Source document:
Start

12. The thermal printer as claimed in claim 10, characterised in that said energy code means further comprises a demultiplexer (62) connected between said RAM and said address decoder to receive the previous energy codes and the previous adjacent energy codes for said heating elements and supply the previous energy codes and the previous adjacent energy codes to said address decoder.

13. The thermal printer as claimed in claim 1, characterised in that said input signal further includes a signal (P) representing the transmission time (Ta) of the information in the previous printing cycle.

14. The thermal printer as claimed in claim 13, characterised by further comprising a transmission time detection circuit (52) responsive to synchronization information (PRD) in the incoming information signal and connected to said energy code means to detect the transmission time of the information in the previous printing cycle and to supply the transmission time to said energy code means.

15. The thermal printer as claimed in claim 14, characterised in that said thermal printer further comprises a sync separator (54) connected to said transmission time detection circuit to extract synchronization information from the incoming information signal and supply the synchronization information to said transmission time detection circuit.

16. The thermal printer as claimed in claim 1, characterised in that said input signal further includes the previous adjacent energy codes (M1, M2) for heating elements adjacent to said heating element, and a signal (P) representing the transmission time (Ta) of the information in the previous printing cycle.

17. A method for supplying different amounts of energy to drive a plurality of heating elements (12₁, 12₂, 12₃,...,12_n) in a thermal printer, which further includes a memory (38), for printing information on heat sensitive paper during a plurality of printing cycles, said method characterised by the steps of:

generating an energy code (N1, N2) for each of said heating elements in response to at least the previous energy code (M1, M2) for said heating element and the incoming information (G) to be printed by said heating element, said energy code indicating the amount of electrical power supplied to said heating element;

storing the energy codes in said memory for use during the next printing cycle as the previous energy codes;

using the energy codes generated during each printing cycle to generate at least two sets of pulse width codes for driving said heating elements;

driving said heating elements first in accordance with the first set of pulse width codes; and

driving said heating elements second in accordance with the second set of pulse width codes.

End

What is expected: In the thermal printer claims above, which component extracts synchronization information from the incoming information signal?

Information provided:

Start

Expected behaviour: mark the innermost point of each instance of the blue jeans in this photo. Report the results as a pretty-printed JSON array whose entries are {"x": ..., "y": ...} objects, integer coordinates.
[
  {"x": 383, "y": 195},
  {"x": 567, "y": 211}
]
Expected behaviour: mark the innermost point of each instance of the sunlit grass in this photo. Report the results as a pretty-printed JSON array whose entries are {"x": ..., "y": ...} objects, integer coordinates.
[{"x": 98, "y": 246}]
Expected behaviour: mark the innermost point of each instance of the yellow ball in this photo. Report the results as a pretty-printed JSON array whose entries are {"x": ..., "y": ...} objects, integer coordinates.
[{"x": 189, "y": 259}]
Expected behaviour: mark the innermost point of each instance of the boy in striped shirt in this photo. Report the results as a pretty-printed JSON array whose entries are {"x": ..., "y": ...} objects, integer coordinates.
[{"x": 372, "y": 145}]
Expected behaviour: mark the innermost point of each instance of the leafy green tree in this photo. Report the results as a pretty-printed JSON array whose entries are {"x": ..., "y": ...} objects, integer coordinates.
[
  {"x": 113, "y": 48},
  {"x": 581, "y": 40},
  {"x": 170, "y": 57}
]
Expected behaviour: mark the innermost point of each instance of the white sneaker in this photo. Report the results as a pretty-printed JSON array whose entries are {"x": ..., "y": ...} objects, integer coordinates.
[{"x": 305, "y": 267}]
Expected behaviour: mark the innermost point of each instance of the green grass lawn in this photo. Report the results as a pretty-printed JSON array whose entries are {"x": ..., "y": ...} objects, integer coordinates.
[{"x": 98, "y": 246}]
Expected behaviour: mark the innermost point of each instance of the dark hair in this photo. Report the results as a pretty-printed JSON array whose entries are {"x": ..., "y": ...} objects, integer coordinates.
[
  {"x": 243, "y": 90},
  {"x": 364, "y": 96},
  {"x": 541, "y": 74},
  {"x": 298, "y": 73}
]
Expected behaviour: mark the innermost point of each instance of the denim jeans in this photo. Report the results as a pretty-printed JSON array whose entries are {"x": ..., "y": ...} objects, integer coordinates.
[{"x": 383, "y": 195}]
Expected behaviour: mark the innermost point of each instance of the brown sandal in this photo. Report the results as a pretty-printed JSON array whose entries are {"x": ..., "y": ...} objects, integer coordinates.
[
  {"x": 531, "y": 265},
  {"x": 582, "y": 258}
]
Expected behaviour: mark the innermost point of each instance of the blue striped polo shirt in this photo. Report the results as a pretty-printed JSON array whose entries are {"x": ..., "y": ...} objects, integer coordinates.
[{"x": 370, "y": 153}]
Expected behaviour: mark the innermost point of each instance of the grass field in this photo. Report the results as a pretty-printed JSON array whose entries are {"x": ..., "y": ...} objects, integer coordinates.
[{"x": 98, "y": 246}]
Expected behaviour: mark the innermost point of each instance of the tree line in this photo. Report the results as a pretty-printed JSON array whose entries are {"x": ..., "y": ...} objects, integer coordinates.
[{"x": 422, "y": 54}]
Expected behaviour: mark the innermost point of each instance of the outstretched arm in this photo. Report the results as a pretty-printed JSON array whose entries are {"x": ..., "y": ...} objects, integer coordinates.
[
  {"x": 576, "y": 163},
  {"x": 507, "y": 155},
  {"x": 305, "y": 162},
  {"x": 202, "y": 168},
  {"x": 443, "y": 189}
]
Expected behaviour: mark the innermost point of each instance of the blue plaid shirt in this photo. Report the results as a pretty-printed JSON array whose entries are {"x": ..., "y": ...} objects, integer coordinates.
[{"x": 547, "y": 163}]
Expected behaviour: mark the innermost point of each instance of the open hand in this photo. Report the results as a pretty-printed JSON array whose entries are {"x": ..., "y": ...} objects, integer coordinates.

End
Start

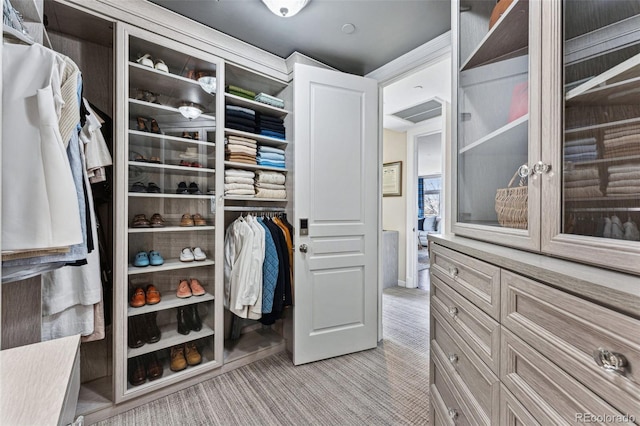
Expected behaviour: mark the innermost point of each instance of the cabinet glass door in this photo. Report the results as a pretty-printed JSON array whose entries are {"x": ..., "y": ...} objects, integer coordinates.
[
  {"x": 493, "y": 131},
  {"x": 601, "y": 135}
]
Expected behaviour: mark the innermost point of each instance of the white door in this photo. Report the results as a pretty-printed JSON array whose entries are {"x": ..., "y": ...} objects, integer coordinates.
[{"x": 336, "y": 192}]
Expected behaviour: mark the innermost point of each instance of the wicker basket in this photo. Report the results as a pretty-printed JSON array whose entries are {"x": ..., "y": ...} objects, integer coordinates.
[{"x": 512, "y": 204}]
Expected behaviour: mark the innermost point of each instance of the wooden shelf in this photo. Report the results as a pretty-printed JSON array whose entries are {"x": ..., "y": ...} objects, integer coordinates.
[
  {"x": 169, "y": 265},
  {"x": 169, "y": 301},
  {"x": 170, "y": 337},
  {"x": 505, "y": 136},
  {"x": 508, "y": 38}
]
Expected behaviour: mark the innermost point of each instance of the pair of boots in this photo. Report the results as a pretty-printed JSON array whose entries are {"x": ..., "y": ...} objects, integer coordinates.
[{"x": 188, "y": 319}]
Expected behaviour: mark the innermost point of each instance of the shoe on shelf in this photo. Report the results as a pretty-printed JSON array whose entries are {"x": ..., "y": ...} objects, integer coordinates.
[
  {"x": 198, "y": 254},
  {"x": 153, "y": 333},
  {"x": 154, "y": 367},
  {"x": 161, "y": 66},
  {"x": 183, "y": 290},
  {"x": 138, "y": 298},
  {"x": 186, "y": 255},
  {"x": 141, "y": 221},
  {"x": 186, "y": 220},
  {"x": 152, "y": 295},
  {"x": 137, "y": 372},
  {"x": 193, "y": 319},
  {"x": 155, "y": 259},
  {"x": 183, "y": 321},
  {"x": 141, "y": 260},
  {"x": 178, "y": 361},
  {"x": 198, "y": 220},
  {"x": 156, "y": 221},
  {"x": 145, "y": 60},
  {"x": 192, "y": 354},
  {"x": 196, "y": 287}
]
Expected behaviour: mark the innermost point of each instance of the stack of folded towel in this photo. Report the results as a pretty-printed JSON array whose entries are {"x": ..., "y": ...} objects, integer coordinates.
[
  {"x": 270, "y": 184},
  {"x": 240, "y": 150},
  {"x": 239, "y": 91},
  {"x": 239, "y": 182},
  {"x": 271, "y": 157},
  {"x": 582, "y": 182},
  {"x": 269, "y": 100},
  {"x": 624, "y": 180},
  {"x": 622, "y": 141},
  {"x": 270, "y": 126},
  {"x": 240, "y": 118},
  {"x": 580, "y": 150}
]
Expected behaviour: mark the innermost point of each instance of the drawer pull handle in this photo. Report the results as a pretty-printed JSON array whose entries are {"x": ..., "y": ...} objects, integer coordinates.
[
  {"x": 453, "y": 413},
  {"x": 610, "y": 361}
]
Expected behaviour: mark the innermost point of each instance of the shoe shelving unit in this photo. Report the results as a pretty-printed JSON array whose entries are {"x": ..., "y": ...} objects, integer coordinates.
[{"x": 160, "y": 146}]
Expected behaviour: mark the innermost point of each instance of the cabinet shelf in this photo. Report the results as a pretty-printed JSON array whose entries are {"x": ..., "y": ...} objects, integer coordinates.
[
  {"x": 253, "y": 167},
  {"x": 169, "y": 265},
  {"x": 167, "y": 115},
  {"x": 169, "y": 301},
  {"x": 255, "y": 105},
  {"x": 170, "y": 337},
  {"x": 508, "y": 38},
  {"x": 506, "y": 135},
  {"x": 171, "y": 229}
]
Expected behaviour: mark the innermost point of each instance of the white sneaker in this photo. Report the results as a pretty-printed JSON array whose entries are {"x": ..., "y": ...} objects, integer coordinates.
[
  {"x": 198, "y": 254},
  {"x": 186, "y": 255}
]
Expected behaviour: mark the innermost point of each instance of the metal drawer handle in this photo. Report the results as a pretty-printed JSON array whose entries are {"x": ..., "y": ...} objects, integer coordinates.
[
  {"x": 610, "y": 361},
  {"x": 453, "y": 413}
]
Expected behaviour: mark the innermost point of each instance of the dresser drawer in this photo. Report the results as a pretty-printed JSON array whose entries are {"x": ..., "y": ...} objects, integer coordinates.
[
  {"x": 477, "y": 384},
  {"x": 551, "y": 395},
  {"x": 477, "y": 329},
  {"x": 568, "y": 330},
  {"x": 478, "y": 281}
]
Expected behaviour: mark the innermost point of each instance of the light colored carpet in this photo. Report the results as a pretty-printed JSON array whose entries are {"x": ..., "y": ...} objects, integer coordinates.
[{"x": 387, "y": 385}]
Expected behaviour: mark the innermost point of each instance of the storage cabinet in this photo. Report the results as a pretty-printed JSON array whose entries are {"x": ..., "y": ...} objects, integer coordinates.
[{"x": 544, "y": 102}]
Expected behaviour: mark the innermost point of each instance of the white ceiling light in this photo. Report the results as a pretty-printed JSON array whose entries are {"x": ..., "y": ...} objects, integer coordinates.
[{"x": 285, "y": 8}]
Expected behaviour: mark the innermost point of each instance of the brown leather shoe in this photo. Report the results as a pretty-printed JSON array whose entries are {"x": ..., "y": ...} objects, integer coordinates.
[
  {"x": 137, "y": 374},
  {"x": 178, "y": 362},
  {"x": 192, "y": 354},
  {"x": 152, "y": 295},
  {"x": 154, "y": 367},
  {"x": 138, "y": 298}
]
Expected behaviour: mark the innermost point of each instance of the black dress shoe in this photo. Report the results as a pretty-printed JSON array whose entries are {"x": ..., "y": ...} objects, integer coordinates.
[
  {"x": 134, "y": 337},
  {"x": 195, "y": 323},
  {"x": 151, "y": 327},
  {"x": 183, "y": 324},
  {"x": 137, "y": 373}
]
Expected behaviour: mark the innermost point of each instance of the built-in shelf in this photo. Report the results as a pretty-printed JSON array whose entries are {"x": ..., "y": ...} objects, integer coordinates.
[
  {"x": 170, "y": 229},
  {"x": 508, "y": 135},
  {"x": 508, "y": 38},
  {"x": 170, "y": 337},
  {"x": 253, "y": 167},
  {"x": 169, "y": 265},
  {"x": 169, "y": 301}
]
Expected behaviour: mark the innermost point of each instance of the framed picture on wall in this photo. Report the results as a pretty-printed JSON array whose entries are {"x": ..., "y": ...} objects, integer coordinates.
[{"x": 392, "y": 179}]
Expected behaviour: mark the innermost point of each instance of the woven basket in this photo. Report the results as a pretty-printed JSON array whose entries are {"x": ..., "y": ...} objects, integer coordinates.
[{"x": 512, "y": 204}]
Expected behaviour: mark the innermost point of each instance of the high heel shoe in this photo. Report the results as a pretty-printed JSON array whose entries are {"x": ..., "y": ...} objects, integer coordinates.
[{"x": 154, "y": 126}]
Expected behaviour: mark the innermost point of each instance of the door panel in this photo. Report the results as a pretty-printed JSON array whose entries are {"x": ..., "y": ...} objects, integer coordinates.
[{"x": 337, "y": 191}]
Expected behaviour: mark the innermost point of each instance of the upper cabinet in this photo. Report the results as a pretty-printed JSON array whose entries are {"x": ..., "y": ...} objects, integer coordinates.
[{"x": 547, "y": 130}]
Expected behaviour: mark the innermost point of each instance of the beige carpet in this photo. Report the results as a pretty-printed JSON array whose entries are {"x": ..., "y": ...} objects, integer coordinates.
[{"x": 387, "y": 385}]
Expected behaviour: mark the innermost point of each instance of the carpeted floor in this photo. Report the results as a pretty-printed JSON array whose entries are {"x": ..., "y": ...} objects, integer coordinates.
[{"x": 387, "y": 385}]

End

Task answer: A sync separator (54).